# Start of Excerpt provided
Type Checker and Interpreter for System F

System F is a type system wtih parametric polymorphism based on Simple Typed Lambda Calculus (STLC).

Compared with STLC, System F adds universal quantification over types. For example, a polymorphic identity function can be written like this $ \Lambda \alpha . \lambda x:\alpha . x $, and its has a forall type $ \forall \alpha. \alpha \rightarrow \alpha $. Or using type rules to state it: $ \vdash \Lambda \alpha . \lambda x:\alpha . x : \forall \alpha . \alpha \rightarrow \alpha$.

The capital lambda $\Lambda$ here is type abstraction, which introduces a fresh type variable $\alpha$. Just like applying a value to a normal lambda abstraction, we can also apply a concrete type to a type abstraction and obtain a specialized type. For example, apply type $num$ to this polymorphic identity function $(\Lambda \alpha . \lambda x:\alpha . x)[num]$ will derive a function $ \lambda x : num . x $, and it has function type $num \rightarrow num$.
# End of Excerpt provided
* **Stated task**: Write the next part of the System F passage above, continuing after its final sentence.
# Start of Data extract
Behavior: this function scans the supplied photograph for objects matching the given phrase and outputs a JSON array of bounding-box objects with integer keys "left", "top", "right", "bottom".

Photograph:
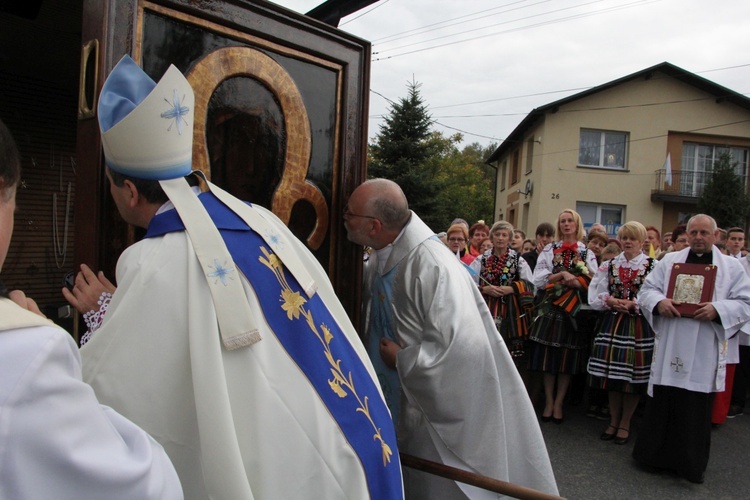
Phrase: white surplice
[
  {"left": 82, "top": 201, "right": 401, "bottom": 500},
  {"left": 384, "top": 213, "right": 557, "bottom": 499},
  {"left": 0, "top": 299, "right": 182, "bottom": 500},
  {"left": 638, "top": 247, "right": 750, "bottom": 394}
]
# End of Data extract
* **Output for this exercise**:
This article shows the implementation of type checker and interpreter for a System F language with explicit type annotations (type inferences will be another topic). The language it supports has S-Expression based grammar, integer and boolean as primitive types, type level functions and type variables, as well as lambda abstractions. Here we use LAMBDA as type abstraction, and use @ for type-level application.

As a demostration, here is an example of a polymorphic identity function and plus arithmetic operations:

{let {[id : {forall {a} {a -> a}}
      [LAMBDA [a] {lambda {[x : a]} x}]]}
  {+ {[@ id num] 1} {{[@ id {num -> num}] {lambda {[x : num]} x}} 2}}}

; After type applications:

{+ {{lambda {[x : num]} x} 1} 
   {{{lambda {[x : {num -> num}]} x} {lambda {[x : num]} x}} 2}}

It is stating that there is an type-level identity function id with type $ \forall \alpha . \alpha \rightarrow \alpha$, we first apply type $num$ to id and obtain a specialized identity function with type $ num \rightarrow num $ and instantly apply it with number 1; then we apply type $num \rightarrow num$ to id and obtain a specialized identity function with type $(num \rightarrow num) \rightarrow (num \rightarrow num)$ and instantly apply it with {lambda {[x : num]} x}, the result comes out is also a function {lambda {[x : num]} x}. Later we apply this {lambda {[x : num]} x} with number 2. Finally, it is just (+ 1 2).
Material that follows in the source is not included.